A copy is needed of each line in the records that has the word "dark".

* **Extracted data**:
***
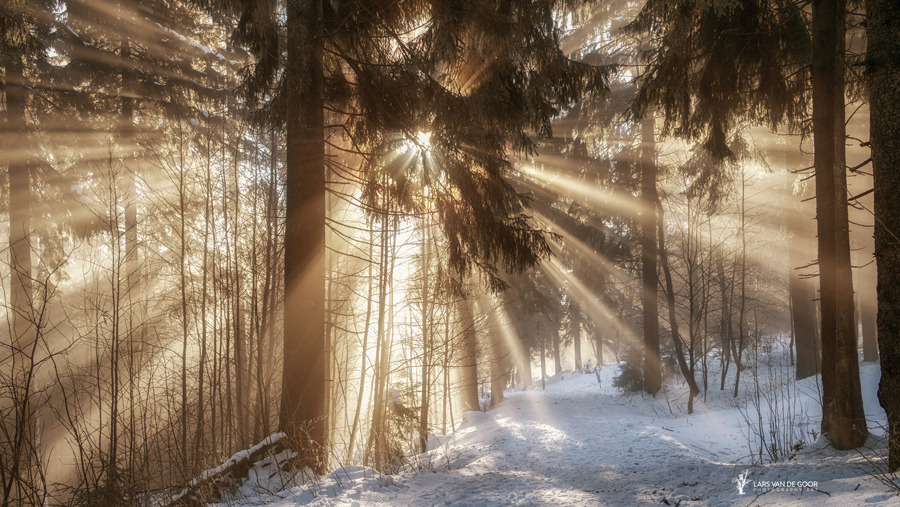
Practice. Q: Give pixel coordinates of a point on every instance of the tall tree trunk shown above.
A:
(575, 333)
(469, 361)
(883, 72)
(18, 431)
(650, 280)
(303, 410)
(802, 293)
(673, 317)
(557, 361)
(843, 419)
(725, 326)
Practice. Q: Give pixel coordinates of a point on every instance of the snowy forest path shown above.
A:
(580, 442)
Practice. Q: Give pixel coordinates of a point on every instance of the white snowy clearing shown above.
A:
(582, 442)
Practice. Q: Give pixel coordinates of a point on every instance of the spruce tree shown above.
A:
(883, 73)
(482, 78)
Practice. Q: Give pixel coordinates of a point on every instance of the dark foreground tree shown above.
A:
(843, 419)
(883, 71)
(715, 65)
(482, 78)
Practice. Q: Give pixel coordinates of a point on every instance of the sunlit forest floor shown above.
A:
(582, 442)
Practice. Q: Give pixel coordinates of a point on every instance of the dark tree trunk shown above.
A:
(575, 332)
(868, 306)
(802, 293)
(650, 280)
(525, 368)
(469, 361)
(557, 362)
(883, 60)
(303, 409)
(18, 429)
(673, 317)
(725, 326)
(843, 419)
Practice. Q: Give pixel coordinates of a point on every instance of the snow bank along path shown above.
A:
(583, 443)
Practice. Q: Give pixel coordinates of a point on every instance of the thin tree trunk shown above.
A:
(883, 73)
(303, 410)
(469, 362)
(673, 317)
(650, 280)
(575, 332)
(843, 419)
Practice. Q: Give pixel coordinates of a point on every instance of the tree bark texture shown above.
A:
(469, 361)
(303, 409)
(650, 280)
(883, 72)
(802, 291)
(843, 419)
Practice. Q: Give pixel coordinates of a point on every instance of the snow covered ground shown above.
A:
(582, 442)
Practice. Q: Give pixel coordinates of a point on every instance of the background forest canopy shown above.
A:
***
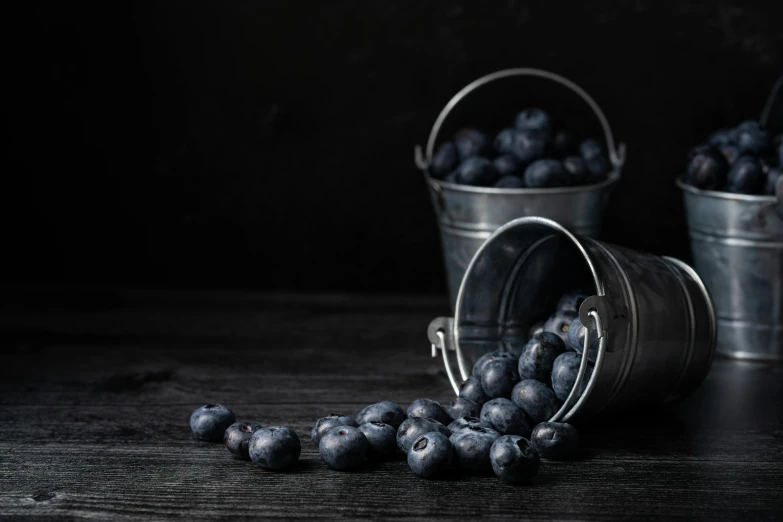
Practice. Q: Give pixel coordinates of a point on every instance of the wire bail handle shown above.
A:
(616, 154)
***
* **Answer to the problem**:
Practice. Q: Give pixel coordinates of a point on every instance of the dark foreground tree shown above.
Practice. Q: Give pixel coordinates of a point on every instance of the dark tree trunk shown above.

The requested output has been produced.